(Extracted records)
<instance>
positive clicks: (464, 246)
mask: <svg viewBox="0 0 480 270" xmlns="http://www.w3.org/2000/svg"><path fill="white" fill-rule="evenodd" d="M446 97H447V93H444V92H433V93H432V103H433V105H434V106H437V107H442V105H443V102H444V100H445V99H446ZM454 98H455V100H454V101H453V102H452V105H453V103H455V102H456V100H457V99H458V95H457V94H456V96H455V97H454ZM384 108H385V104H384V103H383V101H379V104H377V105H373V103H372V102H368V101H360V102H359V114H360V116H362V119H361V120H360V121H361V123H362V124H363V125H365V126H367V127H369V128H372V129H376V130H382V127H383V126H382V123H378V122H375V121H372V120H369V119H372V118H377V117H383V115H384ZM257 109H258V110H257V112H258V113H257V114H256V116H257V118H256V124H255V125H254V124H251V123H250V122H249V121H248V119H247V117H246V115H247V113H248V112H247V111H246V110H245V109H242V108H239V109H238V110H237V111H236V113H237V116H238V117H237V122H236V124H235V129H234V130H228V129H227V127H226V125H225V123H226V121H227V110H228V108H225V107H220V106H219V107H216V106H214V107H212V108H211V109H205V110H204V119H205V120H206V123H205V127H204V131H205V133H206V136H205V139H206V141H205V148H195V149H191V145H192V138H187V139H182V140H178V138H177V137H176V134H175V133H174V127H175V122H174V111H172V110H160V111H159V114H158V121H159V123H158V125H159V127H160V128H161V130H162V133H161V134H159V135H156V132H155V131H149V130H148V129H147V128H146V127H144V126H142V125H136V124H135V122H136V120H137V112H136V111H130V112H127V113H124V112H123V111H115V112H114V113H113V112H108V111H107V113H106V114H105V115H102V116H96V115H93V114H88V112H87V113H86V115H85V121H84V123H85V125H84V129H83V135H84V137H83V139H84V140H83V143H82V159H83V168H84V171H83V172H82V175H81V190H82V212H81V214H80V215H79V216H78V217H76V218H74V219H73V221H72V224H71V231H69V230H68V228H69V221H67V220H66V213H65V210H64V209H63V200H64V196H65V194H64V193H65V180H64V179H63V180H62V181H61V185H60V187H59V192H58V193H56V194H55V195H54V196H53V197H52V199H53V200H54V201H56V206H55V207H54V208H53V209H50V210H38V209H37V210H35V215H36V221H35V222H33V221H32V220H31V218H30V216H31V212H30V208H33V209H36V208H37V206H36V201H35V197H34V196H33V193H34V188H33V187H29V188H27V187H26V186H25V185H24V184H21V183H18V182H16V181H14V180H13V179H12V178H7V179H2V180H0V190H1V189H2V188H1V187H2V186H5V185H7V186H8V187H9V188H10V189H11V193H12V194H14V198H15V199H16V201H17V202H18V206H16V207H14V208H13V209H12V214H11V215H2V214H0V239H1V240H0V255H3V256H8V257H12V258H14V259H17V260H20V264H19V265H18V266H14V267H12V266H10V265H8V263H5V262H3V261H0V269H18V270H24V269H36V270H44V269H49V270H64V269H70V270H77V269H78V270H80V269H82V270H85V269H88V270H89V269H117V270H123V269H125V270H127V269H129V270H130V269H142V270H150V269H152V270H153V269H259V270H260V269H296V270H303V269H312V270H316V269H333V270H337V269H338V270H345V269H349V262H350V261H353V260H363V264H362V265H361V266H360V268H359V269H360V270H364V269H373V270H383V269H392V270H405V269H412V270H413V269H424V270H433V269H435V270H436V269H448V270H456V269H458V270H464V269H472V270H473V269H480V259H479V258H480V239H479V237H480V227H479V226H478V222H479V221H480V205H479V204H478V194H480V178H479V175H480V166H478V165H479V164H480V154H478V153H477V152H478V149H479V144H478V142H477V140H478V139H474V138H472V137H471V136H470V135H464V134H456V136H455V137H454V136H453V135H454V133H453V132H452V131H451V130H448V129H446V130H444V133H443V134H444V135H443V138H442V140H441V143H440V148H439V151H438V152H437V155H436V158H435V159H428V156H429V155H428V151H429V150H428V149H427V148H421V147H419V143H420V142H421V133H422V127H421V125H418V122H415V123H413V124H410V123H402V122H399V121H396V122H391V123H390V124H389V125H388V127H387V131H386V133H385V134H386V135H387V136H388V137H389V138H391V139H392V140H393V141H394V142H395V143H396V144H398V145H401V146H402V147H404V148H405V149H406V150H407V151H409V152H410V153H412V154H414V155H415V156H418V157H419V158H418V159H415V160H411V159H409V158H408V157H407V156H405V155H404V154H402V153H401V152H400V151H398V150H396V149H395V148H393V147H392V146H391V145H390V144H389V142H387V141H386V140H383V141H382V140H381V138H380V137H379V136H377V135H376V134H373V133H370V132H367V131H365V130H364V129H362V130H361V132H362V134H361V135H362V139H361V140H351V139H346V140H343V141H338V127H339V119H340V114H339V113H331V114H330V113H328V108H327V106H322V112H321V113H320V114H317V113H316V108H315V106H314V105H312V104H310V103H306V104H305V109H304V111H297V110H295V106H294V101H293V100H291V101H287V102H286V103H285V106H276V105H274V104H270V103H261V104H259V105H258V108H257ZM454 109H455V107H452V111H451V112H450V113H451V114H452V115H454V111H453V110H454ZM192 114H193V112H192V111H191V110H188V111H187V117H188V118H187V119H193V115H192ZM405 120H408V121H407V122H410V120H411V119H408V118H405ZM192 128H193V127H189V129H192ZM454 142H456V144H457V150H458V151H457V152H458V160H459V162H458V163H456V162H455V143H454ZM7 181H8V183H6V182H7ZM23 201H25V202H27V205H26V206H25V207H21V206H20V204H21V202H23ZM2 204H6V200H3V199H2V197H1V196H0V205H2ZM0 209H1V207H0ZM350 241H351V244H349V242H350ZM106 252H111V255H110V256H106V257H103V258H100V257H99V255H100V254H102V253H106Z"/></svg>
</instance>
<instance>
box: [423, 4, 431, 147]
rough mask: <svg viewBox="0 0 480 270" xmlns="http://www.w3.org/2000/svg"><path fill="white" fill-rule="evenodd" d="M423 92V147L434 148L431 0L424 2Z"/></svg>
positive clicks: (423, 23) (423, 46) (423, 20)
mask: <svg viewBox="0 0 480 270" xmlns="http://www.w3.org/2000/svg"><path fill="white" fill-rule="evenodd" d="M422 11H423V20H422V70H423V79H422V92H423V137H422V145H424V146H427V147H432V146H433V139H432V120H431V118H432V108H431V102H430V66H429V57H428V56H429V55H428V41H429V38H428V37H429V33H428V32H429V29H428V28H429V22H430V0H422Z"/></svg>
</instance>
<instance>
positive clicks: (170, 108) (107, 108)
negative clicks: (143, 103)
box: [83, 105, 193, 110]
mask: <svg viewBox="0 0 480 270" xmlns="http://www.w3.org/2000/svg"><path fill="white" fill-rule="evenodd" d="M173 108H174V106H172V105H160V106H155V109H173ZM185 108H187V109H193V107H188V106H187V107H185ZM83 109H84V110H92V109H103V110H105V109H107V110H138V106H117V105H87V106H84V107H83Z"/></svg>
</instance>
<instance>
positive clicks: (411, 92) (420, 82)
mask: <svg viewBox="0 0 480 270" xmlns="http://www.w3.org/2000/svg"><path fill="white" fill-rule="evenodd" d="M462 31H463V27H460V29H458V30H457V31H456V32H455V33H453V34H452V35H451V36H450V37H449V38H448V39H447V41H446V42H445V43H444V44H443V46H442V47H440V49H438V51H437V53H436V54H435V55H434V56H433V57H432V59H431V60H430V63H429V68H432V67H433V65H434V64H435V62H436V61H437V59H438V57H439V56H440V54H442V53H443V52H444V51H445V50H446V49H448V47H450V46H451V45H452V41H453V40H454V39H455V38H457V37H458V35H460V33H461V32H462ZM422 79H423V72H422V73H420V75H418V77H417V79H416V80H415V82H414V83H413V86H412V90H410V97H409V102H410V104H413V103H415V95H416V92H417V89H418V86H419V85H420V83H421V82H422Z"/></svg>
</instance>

• Problem statement
Extract all lines from the data in which "positive" is found.

• Written answer
positive clicks: (464, 246)
positive clicks: (423, 23) (423, 46) (423, 20)
positive clicks: (170, 108) (107, 108)
positive clicks: (411, 92) (420, 82)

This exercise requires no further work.